That would be Health Information Partnership for Tennessee (HIP TN), of which Coopwood was chairman of the board before the state decided to shutter the three-year-old exchange.
Government Health IT Editor Tom Sullivan spoke with Coopwood about what happened, lessons learned that others implementing statewide HIE would be wise to heed, and why there needs to be an appetite for health data and an iPad of HIE if health information exchange is to reach its potential.
Q: With the news that HIP TN is closing, what might be some lessons learned here?
A: Probably the most valuable lesson learned is the complexity of what our undertaking was. We decided to do this three years ago. At that time there were two HIEs across the state. Among the people at the table, our goal was to create a statewide HIE, a network of networks, therefore we were setting ourselves up to be the connector from the east part of Tennessee where there was an HIE, to the west part of Tennessee. So that was the early work of HIP TN to have activity of delivering full medical records and, ultimately, radiology images – so this wasn’t just CCDs. It was a bold vision at the time and during the course of this two other HIEs have been stood up, one folded. Now we have three HIEs, two of them are different than the originals. HIP TN was kind of slowly progressively trying to get the rules, to get the ability to exchange data, trust brokers, to make sure the technology would deliver on the requests. We didn’t fail in moving in that direction.

● Recorded data:
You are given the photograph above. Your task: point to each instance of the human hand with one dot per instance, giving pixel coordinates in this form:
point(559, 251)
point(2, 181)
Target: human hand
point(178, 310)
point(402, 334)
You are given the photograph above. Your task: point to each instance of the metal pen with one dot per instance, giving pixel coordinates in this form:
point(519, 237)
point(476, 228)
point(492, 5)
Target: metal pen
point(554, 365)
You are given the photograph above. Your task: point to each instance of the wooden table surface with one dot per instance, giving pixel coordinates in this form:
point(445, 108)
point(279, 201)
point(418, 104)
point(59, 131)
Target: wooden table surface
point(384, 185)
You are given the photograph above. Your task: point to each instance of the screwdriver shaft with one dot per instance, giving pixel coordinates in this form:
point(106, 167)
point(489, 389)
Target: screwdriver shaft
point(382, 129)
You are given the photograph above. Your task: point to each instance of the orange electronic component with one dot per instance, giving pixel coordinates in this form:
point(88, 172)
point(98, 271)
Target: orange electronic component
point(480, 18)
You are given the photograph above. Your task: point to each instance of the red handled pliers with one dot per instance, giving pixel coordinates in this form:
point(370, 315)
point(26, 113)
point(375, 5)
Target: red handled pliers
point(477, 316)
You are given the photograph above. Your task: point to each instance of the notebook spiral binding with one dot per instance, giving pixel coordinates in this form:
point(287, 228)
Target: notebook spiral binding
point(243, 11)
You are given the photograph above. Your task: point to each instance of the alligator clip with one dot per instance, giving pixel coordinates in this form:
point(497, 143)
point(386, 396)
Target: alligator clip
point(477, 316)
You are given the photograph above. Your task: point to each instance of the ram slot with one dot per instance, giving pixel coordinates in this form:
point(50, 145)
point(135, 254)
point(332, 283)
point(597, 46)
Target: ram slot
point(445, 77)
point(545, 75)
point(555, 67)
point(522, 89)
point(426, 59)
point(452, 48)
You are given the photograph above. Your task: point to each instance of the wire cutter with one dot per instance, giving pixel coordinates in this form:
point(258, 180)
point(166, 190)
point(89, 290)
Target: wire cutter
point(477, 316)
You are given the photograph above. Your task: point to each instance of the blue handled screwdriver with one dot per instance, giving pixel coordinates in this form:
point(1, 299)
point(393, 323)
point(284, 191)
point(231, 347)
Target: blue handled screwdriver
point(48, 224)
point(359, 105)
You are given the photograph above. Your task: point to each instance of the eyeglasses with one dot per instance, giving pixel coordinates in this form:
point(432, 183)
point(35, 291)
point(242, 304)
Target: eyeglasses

● Task requirements:
**1.** In the interview about the Tennessee health information exchange, how many HIEs were there across the state when the work started three years ago?
**2.** Continue the interview about the Tennessee health information exchange, starting right after its last sentence.
The lines have nothing to do with the interview about the Tennessee health information exchange.

● Outputs for the tasks:
**1.** There were two.

**2.**
Q: It sounds as if HIP TN was progressing, so what happened?
A: We fell upon the criticality of time where states are being incentivized to exchange data in order for providers in the state to meet meaningful use, and what we were building delivered way more than the minimum data set and probably would not fit in the timeframe the state needed in order to be compliant with the requirements ONC was placing on them. So the decision by the state was not that HIP TN was a bad thing, it’s that we were investing in building more than is required today. As Direct became more mature, more available, and met the minimum requirements of at least Stage 2 [meaningful use] that was the direction the state felt was in their best interest in order to meet the obligations to the federal government.
Q: Would I be stretching to think that HIP TN was, perhaps, ahead of its time?
A: I think time will tell that. One of the reasons why I was involved is because I was part of the early stages when we stood up the Nashville HIE and when I moved here to Memphis it was the original HIE in the state and I’ve been intimately involved with the local HIE. Then I was involved with HIP TN since its inception and I believe that – and I’m not speaking for anyone but myself – I firmly believe that in order for HIE or data exchange to do what they’re intended to do, there need to be good and robust data that gets exchanged to help manage patient care better.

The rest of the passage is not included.